**WORK TO DO:** Locate the line that contains "Identify each instance of the man's necktie". Print it and each following line through the end of the listing, verbatim, and nothing more.

>> BEGIN DATA EXTRACT

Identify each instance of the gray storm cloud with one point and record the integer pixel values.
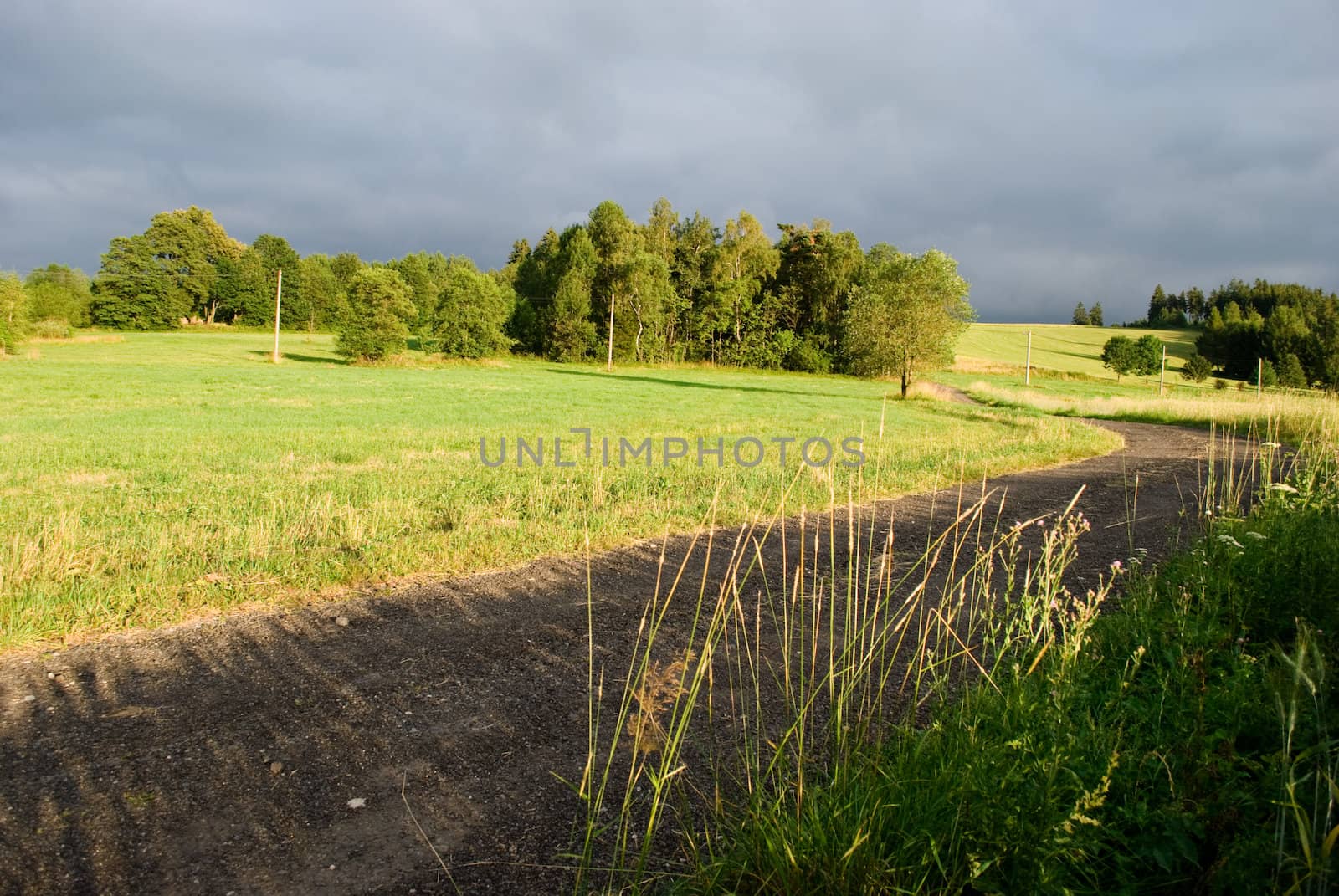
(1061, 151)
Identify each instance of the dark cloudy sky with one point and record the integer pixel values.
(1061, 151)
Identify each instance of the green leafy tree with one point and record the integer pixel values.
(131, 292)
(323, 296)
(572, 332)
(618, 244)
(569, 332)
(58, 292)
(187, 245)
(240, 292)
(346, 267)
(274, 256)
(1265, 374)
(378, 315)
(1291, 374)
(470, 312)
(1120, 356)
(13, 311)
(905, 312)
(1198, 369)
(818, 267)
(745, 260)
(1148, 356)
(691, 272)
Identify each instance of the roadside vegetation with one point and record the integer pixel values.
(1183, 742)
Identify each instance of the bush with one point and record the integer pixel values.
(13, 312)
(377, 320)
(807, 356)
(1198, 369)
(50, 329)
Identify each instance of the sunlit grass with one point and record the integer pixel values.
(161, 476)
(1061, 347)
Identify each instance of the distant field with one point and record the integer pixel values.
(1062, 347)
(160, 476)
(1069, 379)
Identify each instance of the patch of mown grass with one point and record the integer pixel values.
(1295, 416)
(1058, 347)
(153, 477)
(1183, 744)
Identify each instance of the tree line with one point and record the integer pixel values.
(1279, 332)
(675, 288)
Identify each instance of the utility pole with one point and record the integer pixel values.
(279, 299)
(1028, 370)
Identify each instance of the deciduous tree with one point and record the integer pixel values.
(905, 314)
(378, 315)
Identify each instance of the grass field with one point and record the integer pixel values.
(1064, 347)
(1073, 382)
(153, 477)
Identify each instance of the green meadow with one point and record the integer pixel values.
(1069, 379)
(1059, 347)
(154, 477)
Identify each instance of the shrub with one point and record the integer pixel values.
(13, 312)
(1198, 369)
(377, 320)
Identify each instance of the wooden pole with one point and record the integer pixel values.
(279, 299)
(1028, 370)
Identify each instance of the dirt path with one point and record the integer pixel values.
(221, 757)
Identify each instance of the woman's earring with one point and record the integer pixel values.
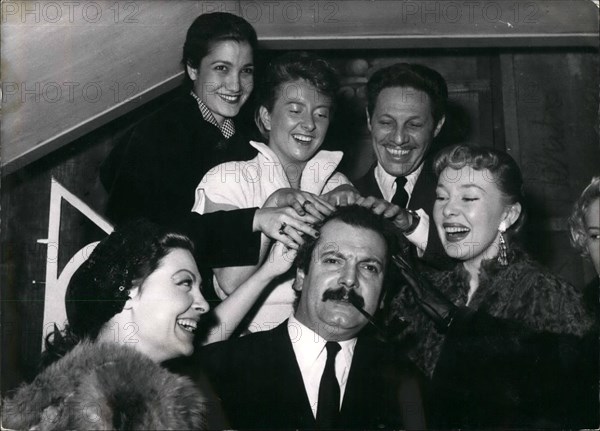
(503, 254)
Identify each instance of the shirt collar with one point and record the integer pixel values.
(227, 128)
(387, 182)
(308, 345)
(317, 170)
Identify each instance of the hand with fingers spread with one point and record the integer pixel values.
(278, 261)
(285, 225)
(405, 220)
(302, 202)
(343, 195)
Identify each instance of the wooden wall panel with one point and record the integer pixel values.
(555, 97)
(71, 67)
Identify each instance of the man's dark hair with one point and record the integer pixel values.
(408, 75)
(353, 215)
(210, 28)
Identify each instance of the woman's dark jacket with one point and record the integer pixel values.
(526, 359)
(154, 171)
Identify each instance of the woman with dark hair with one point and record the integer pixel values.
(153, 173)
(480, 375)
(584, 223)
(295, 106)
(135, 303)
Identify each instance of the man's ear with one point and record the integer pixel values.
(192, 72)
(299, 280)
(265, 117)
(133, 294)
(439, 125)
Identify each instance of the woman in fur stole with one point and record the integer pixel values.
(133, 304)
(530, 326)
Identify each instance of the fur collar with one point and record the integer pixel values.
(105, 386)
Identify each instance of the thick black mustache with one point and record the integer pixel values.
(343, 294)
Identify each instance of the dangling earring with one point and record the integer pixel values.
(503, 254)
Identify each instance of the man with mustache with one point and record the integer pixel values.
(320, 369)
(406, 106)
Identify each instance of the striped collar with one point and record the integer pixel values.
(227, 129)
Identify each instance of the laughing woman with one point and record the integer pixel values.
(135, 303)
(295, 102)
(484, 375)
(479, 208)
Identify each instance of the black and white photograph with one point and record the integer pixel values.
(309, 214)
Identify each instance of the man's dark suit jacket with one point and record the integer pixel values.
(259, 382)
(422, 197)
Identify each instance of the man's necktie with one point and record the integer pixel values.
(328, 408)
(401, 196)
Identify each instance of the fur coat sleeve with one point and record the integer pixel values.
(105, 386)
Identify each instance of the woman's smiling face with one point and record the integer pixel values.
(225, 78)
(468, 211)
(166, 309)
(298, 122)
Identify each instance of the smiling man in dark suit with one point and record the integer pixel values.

>> END DATA EXTRACT

**TASK SOLUTION:**
Identify each instance of the man's necktie with one point and record the integer pixel values.
(328, 408)
(401, 196)
Identify each instance of the fur coat sleeve with one point and record the integer pixel values.
(105, 386)
Identify each instance of the woman's smiling face with one point and record the integer pixel values.
(225, 78)
(468, 211)
(166, 309)
(298, 122)
Identify each instance of the smiling man in dark suit with one point and record the integer pixel values.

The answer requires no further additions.